#### Excerpted passage:
----

Matching geographical data usingthe Theory of Evidence

Ana-Maria Olteanu

IGN, COGIT Laboratory

2/4 Avenue Pasteur, 94165 Saint-Mandé cedex, France,

Abstract

A geographical data matching based on the Theory of Evidence is presented in this paper. Geographical data are imperfect and this imperfection should be taken into account in the matching process. Data are matched by combining three criteria: the location, the places names and the nature of the objects. Experiments are made on relief points. Precision and recall equal to almost 100% are obtained.

Keywords: data matching, Theory of Evidence, ontology, fusion, semantics

1. Introduction

The integration of geographical databases (GDB) describing the same real world from different sources is becoming a growing issue. Currently, there is a multiplicity of geographical databases to describe the same reality at different spatial and semantic resolutions. Many applications, like quality evaluations, incoherence detection, propagation of updates, and study of several adjacent zones, require the integration of geographical databases. The integration process (Devogele et al., 1998; Sheeren, et al., 2004) is usually carried out in three stages. The first one is a pre-integration stage that consists in the enrichment of the schemas sources and the standardisation of the models. The second stage consists in two processes, schema matching (Gesbert 2005) and data matching (Mustière, 2006; Olteanu et al. 2006) which are not completely independent. Finally, the last stage, is about defining an integrated schema and specifications, and populating the integrated GDB.

In this paper, we focus on the data matching process. We use the Theory of Evidence (Shafer, 1976) to fusion different knowledge provided by different criteria like geometry, name, semantic of the geographical object, in order to take a decision in the matching process.

----

Named-object pointing records
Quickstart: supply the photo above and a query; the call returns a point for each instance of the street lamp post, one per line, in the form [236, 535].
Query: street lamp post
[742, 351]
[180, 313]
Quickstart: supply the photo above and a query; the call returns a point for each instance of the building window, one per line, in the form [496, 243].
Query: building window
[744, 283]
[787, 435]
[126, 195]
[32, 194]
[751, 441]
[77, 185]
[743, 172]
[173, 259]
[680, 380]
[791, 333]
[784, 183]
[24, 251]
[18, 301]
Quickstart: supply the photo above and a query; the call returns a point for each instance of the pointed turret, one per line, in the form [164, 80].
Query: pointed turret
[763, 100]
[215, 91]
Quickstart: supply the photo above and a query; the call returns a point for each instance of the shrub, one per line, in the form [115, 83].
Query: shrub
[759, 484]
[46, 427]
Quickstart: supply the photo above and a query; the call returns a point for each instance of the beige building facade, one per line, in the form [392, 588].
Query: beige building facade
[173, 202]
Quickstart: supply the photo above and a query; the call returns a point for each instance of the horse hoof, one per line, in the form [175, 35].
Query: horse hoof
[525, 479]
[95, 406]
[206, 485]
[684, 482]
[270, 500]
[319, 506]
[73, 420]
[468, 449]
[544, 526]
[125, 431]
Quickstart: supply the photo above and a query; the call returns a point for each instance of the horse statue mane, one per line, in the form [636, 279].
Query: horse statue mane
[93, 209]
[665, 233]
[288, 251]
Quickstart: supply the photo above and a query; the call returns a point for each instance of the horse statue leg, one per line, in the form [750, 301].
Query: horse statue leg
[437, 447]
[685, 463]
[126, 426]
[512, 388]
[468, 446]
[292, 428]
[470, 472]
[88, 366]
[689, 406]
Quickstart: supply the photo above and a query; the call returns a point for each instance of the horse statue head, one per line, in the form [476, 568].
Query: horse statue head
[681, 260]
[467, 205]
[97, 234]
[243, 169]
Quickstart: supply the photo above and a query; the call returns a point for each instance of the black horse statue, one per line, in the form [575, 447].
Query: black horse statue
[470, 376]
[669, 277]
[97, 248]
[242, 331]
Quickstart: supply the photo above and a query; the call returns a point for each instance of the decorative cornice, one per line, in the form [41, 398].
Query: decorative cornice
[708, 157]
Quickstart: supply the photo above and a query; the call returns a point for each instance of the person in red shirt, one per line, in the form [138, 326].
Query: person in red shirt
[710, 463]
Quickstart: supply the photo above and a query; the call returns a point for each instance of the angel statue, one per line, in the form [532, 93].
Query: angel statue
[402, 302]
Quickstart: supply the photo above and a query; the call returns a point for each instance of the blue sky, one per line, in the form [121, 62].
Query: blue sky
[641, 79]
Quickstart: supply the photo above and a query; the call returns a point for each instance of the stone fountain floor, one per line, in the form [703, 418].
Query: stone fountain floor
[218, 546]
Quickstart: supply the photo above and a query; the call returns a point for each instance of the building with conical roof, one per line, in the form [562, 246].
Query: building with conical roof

----

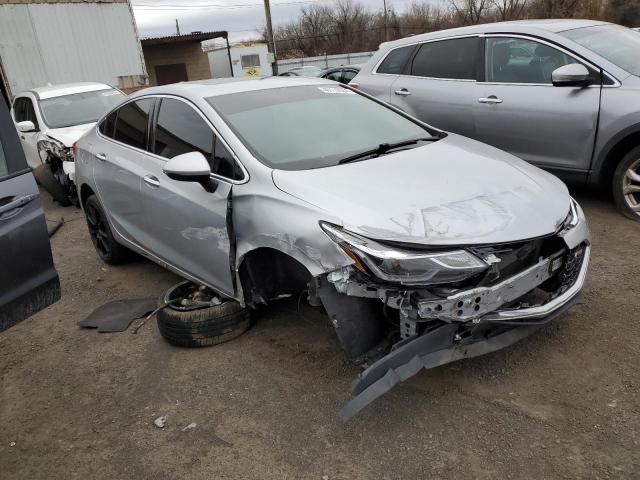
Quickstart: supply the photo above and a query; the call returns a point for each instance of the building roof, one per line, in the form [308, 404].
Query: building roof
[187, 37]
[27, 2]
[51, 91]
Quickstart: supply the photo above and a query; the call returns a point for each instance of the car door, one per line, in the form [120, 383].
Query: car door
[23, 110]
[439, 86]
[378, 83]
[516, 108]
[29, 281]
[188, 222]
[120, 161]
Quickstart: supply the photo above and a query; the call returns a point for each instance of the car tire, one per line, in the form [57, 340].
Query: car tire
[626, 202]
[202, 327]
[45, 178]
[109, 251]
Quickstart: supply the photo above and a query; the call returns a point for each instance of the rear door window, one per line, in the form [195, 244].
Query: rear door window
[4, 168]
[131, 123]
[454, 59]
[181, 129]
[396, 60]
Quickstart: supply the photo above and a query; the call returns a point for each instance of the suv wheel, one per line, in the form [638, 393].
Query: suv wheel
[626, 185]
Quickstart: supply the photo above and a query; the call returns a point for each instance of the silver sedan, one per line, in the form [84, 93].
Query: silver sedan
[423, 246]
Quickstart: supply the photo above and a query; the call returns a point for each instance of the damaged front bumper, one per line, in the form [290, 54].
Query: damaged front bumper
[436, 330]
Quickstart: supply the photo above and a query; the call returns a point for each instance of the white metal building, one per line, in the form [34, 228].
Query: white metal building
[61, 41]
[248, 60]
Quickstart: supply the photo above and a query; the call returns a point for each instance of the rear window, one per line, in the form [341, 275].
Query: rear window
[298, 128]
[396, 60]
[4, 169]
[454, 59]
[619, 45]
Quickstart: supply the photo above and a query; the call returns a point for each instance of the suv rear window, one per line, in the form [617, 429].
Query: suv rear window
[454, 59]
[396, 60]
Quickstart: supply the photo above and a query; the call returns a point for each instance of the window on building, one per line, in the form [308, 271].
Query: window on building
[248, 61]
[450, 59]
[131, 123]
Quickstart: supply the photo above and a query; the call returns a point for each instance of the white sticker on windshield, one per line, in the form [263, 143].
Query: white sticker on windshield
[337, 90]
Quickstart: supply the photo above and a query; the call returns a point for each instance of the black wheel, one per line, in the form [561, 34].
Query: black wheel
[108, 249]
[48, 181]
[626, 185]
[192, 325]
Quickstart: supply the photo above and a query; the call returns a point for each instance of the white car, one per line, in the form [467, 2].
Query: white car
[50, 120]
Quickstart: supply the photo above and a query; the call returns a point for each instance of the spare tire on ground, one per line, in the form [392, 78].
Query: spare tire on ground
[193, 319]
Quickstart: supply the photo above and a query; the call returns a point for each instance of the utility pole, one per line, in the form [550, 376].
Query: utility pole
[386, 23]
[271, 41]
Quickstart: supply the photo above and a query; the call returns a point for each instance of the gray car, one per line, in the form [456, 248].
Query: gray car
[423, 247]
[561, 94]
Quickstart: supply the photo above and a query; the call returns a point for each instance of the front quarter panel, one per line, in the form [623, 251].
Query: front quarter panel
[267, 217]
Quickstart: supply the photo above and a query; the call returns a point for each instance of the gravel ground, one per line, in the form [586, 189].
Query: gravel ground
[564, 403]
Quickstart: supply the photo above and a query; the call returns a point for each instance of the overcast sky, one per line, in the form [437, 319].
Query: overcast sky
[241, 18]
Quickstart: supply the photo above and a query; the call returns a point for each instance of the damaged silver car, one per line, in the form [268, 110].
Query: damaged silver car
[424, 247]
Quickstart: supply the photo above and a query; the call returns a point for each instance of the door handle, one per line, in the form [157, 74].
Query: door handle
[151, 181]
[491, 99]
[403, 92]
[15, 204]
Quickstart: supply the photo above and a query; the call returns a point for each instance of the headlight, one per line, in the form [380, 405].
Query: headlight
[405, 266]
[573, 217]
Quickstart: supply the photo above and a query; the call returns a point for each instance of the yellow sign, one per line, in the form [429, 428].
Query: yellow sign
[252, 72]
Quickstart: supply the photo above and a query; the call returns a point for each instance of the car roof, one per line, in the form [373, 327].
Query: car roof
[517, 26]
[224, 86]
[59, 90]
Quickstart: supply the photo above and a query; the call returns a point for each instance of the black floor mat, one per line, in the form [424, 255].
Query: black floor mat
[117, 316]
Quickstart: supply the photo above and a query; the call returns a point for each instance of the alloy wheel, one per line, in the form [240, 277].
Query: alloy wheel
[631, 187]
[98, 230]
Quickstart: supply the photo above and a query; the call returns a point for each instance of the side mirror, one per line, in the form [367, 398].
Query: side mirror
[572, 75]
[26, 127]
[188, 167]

----

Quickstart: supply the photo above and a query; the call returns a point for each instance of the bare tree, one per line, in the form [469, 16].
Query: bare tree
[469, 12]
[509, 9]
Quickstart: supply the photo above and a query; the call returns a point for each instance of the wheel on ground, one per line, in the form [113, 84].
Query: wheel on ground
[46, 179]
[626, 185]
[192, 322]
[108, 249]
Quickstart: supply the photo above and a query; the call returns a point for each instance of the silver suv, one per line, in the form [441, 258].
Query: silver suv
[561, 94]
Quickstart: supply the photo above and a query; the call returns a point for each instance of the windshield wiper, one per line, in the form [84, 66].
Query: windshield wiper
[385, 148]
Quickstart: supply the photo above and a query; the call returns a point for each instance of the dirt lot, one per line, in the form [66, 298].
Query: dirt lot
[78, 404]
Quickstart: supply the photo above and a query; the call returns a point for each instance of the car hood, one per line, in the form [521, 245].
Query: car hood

----

#### Your tasks:
- A) Answer these questions about the paper on geographical data matching:
(i) Which three criteria are combined to match the data?
(ii) On what kind of data were the experiments made?
(iii) In how many stages is the integration process usually carried out?
- B) Rewrite the records as a Markdown table with the columns Num and Content, starting with the line containing "form [66, 298]." and going on through the line containing "Query: car hood". Leave out blank lines.
The records are unrelated to the text.

#### Full solutions:
- A)
(i) The location, the place names, and the nature of the objects.
(ii) Relief points.
(iii) Three.

- B)
| Num | Content |
|---|---|
| 1 | Quickstart: supply the photo above and a query; the call returns a point for each instance of the dirt lot, one per line, in the form [66, 298]. |
| 2 | Query: dirt lot |
| 3 | [78, 404] |
| 4 | Quickstart: supply the photo above and a query; the call returns a point for each instance of the car hood, one per line, in the form [521, 245]. |
| 5 | Query: car hood |